> _Data supplied_
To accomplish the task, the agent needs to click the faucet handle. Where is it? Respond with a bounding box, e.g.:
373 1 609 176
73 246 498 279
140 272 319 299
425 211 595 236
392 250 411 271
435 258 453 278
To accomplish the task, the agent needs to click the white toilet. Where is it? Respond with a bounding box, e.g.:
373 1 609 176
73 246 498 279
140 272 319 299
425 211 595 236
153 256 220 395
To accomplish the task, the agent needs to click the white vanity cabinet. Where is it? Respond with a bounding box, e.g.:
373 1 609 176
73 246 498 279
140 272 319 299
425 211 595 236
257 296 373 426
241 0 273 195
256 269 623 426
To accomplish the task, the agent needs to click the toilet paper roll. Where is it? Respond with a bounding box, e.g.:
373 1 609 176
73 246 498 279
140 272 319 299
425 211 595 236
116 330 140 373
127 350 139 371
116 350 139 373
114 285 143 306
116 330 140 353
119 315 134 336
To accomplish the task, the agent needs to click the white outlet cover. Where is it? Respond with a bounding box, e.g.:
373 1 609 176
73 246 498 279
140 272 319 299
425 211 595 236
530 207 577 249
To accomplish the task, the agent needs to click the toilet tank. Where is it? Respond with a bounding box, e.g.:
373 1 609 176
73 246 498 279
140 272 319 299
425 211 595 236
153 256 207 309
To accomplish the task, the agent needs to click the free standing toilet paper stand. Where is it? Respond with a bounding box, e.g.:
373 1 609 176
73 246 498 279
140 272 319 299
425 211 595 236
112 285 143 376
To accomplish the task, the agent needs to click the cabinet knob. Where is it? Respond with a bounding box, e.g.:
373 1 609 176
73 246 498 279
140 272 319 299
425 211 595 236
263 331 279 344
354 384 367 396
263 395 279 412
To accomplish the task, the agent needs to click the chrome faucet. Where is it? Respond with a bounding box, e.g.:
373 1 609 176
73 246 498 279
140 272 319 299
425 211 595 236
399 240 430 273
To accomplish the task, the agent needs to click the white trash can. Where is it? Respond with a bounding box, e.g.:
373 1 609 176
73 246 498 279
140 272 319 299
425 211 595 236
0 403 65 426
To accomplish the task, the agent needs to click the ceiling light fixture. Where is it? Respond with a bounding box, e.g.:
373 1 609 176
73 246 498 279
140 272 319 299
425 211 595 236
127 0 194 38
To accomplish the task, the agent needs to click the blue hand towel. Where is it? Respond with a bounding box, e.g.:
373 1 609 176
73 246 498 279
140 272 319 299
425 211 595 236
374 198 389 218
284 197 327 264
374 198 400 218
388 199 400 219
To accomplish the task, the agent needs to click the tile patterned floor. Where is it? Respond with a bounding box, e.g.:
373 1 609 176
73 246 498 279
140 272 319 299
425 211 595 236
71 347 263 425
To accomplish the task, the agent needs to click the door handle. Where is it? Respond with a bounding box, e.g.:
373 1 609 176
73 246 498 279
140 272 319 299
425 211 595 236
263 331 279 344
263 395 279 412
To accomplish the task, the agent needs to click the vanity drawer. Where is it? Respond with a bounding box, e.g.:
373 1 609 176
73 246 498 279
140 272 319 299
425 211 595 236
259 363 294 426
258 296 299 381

> _The task_
Identify the lines of the data that contain the word "cabinet". Copy each of them.

> _Result of this task_
To accomplish the task, the agent needs to click the white vanity cabinet. Where is it? Respond with a bounding box, e.g.:
To accomplish the task, the agent needs to click the cabinet knob. Where is it? Respond with a bounding box, e.g.:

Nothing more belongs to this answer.